───── DATA TO USE

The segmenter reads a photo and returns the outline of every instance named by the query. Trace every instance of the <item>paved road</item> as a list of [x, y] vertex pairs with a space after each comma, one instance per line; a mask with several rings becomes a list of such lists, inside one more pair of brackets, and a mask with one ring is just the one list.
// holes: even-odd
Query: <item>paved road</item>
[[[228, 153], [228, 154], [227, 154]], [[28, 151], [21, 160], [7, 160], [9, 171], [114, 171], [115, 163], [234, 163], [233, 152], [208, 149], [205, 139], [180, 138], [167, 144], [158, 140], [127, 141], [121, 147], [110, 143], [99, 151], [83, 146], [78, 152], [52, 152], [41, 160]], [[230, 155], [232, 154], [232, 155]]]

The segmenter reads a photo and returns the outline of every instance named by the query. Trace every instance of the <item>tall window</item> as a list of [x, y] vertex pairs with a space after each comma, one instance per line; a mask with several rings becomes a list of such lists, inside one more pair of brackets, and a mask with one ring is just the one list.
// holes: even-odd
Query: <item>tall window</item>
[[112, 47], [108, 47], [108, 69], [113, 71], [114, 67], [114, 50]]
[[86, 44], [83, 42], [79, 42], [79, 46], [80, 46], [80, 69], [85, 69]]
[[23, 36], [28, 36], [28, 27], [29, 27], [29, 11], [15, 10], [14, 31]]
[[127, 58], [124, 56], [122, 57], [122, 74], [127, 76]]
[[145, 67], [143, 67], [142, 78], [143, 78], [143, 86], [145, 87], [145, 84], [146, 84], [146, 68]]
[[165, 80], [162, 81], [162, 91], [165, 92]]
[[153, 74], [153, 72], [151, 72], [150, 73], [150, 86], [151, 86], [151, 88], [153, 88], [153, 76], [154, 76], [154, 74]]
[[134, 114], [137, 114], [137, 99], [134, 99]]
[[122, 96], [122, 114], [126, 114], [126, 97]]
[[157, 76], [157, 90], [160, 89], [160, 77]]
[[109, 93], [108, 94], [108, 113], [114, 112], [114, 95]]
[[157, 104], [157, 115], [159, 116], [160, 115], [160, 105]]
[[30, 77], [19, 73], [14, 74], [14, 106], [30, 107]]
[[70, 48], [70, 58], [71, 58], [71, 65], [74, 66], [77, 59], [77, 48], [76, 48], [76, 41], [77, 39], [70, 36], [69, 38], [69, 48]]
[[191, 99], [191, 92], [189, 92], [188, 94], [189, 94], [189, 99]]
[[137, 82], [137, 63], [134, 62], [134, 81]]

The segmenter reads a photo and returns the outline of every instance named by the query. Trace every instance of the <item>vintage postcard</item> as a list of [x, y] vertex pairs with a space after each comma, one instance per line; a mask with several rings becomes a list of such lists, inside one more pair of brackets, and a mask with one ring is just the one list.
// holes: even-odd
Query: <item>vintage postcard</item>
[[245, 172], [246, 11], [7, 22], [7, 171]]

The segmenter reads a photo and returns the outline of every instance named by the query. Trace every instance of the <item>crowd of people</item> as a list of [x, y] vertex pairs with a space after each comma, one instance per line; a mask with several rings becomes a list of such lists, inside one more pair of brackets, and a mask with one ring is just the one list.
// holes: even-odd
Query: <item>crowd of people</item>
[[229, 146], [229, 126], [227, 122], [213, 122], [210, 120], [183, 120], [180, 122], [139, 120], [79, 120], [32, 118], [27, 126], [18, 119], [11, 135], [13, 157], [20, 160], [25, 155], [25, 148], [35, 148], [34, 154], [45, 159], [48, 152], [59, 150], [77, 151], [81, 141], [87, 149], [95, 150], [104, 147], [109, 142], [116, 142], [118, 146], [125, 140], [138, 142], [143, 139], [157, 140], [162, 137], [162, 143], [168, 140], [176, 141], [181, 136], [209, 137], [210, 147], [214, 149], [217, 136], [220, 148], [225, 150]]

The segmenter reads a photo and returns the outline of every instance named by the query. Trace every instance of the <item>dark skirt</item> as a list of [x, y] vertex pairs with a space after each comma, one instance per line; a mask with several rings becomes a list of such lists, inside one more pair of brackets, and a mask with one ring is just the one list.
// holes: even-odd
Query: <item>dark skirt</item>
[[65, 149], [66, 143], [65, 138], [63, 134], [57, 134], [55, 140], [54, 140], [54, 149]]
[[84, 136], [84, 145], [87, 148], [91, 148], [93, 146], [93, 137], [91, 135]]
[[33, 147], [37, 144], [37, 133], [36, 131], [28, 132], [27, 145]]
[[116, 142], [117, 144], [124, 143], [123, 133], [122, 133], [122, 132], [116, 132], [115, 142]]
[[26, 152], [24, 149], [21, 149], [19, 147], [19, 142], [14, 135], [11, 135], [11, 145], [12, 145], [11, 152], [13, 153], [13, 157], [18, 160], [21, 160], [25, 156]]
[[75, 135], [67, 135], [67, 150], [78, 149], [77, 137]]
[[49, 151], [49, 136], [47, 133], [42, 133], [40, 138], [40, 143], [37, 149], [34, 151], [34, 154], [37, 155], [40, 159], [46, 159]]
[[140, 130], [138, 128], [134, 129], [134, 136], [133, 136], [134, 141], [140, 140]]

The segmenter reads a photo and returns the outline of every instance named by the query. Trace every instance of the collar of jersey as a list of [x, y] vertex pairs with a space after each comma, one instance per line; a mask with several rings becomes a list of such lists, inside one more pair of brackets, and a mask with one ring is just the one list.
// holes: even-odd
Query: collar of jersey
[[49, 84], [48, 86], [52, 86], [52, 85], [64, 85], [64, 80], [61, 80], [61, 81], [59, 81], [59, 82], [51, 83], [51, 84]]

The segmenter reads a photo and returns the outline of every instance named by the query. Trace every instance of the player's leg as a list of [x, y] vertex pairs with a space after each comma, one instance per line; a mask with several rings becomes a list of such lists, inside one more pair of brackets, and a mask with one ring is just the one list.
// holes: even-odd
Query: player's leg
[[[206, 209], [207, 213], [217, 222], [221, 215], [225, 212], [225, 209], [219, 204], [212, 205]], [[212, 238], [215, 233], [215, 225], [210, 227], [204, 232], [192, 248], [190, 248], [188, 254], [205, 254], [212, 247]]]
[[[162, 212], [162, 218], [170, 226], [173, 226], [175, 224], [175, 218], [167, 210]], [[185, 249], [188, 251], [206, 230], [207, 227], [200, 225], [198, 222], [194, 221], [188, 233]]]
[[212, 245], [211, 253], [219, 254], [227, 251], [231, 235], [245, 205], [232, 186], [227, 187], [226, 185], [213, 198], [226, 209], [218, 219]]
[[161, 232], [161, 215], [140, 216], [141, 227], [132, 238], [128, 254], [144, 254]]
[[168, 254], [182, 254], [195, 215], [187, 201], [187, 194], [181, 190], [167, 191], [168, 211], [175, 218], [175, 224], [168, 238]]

──────────

• **WHAT TO DO**:
Transcribe the full listing, word for word.

• **ANSWER TO THE PROBLEM**:
The segmenter reads a photo and returns the outline of every instance named by the query. Trace every instance of the <item>paved road</item> as a list of [x, y] vertex pairs with a space after each comma, one instance per line; a mask with several rings becomes a list of such lists, inside one more pair of brackets, and a mask with one ring is just the one list.
// holes: even-odd
Query: <item>paved road</item>
[[[228, 153], [228, 154], [227, 154]], [[28, 151], [21, 160], [7, 160], [9, 171], [114, 171], [115, 163], [234, 163], [233, 152], [208, 149], [205, 139], [180, 138], [167, 144], [158, 140], [127, 141], [121, 147], [110, 143], [99, 151], [83, 146], [78, 152], [52, 152], [41, 160]], [[230, 155], [232, 154], [232, 155]]]

The segmenter reads a photo and returns the outline of every instance named by the query. Trace every instance of the <item>tall window</item> as a list of [x, y] vertex pairs with a space after each comma, one instance per line; a mask with several rings becomes a list of such lists, inside one more pair of brackets, and a mask with one ring is just the one list.
// holes: even-odd
Query: <item>tall window</item>
[[112, 47], [108, 47], [108, 69], [113, 71], [114, 67], [114, 50]]
[[86, 44], [83, 42], [79, 42], [79, 46], [80, 46], [80, 69], [85, 69]]
[[23, 36], [28, 36], [28, 27], [29, 27], [29, 11], [15, 10], [14, 31]]
[[127, 58], [124, 56], [122, 57], [122, 74], [127, 76]]
[[145, 67], [143, 67], [142, 78], [143, 78], [143, 86], [145, 87], [145, 84], [146, 84], [146, 68]]
[[165, 80], [162, 81], [162, 91], [165, 92]]
[[153, 74], [153, 72], [151, 72], [150, 73], [150, 86], [151, 86], [151, 88], [153, 88], [153, 76], [154, 76], [154, 74]]
[[134, 114], [137, 114], [137, 99], [134, 99]]
[[122, 96], [122, 114], [126, 114], [126, 97]]
[[157, 76], [157, 90], [160, 89], [160, 77]]
[[109, 93], [108, 94], [108, 113], [114, 112], [114, 95]]
[[157, 104], [157, 115], [159, 116], [160, 115], [160, 105]]
[[30, 77], [19, 73], [14, 74], [14, 106], [30, 107]]
[[70, 48], [70, 58], [71, 58], [71, 65], [74, 66], [77, 59], [77, 48], [76, 48], [76, 41], [77, 39], [70, 36], [69, 38], [69, 48]]
[[191, 99], [191, 92], [189, 92], [188, 94], [189, 94], [189, 99]]
[[137, 82], [137, 63], [134, 62], [134, 81]]

The segmenter reads a photo and returns the outline of every instance named by the query. Trace every instance of the <item>vintage postcard</item> as a list of [x, y] vertex pairs with a space after each comma, one instance per line; a mask with several rings becomes a list of such lists, inside one more pair of brackets, and a mask with one ring is just the one list.
// holes: even-odd
Query: <item>vintage postcard</item>
[[245, 172], [246, 11], [7, 22], [7, 171]]

The segmenter reads a photo and returns the outline of every instance named by the query. Trace every instance of the <item>crowd of people</item> as a list of [x, y] vertex pairs with a space after each comma, one instance per line; a mask with several rings becomes a list of such lists, inside one more pair of brackets, and a mask with one ring is just the one list.
// holes: even-odd
Query: <item>crowd of people</item>
[[229, 146], [229, 126], [227, 122], [213, 122], [210, 120], [183, 120], [180, 122], [139, 120], [79, 120], [32, 118], [27, 126], [18, 119], [11, 135], [13, 157], [20, 160], [25, 155], [25, 148], [35, 148], [34, 154], [45, 159], [48, 152], [59, 150], [77, 151], [81, 141], [87, 149], [95, 150], [104, 147], [109, 142], [116, 142], [118, 146], [125, 140], [138, 142], [143, 139], [157, 140], [162, 137], [162, 143], [168, 140], [176, 141], [181, 136], [209, 137], [210, 147], [214, 149], [217, 136], [220, 148], [225, 150]]

The segmenter reads a photo and returns the outline of every instance named by the query. Trace every instance of the <item>dark skirt</item> as a list of [x, y] vertex pairs with a space after each comma, one instance per line; a mask with several rings becomes a list of such lists, inside one more pair of brackets, and a mask with one ring is just the one list.
// holes: even-odd
Query: <item>dark skirt</item>
[[65, 149], [66, 143], [65, 138], [63, 134], [57, 134], [55, 140], [54, 140], [54, 149]]
[[84, 136], [84, 145], [87, 148], [91, 148], [93, 146], [93, 137], [91, 135]]
[[33, 147], [37, 144], [37, 133], [36, 131], [28, 132], [27, 145]]
[[116, 142], [117, 144], [124, 143], [123, 133], [122, 133], [122, 132], [116, 132], [115, 142]]
[[26, 152], [24, 149], [21, 149], [19, 147], [19, 142], [14, 135], [11, 135], [11, 145], [12, 145], [11, 152], [13, 153], [13, 157], [18, 160], [21, 160], [25, 156]]
[[75, 135], [67, 135], [67, 150], [78, 149], [77, 137]]
[[49, 151], [49, 136], [47, 133], [42, 133], [40, 138], [40, 143], [37, 149], [34, 151], [34, 154], [37, 155], [40, 159], [46, 159]]
[[140, 130], [138, 128], [134, 129], [134, 136], [133, 136], [134, 141], [140, 140]]

The segmenter reads a photo and returns the outline of every instance named by the query. Trace every instance of the collar of jersey as a list of [x, y] vertex pairs with a space after each comma, one instance per line; a mask with several rings becomes a list of such lists, inside one more pair of brackets, and a mask with one ring is just the one list.
// holes: even-odd
Query: collar of jersey
[[49, 84], [48, 86], [52, 86], [52, 85], [64, 85], [64, 80], [61, 80], [61, 81], [59, 81], [59, 82], [51, 83], [51, 84]]

The segmenter reads a photo and returns the outline of every instance named by the query. Trace every instance of the player's leg as a list of [x, y] vertex pairs with a space after each comma, one instance per line; a mask with several rings becomes a list of such lists, inside one more pair of brackets, and a mask with one ring is just the one list.
// holes: even-odd
Query: player's leg
[[[206, 209], [207, 213], [217, 222], [221, 215], [225, 212], [225, 209], [219, 204], [212, 205]], [[212, 238], [215, 233], [215, 225], [210, 227], [204, 232], [192, 248], [190, 248], [188, 254], [205, 254], [212, 247]]]
[[[162, 212], [162, 218], [170, 226], [173, 226], [175, 224], [175, 218], [167, 210]], [[185, 249], [188, 251], [206, 230], [207, 227], [200, 225], [198, 222], [194, 221], [188, 233]]]
[[212, 245], [211, 253], [219, 254], [227, 251], [231, 235], [245, 205], [232, 186], [227, 187], [226, 185], [213, 198], [226, 209], [218, 219]]
[[161, 232], [161, 215], [140, 216], [141, 227], [132, 238], [128, 254], [144, 254]]
[[168, 254], [182, 254], [195, 215], [187, 201], [187, 194], [181, 190], [167, 191], [168, 211], [175, 218], [175, 224], [168, 238]]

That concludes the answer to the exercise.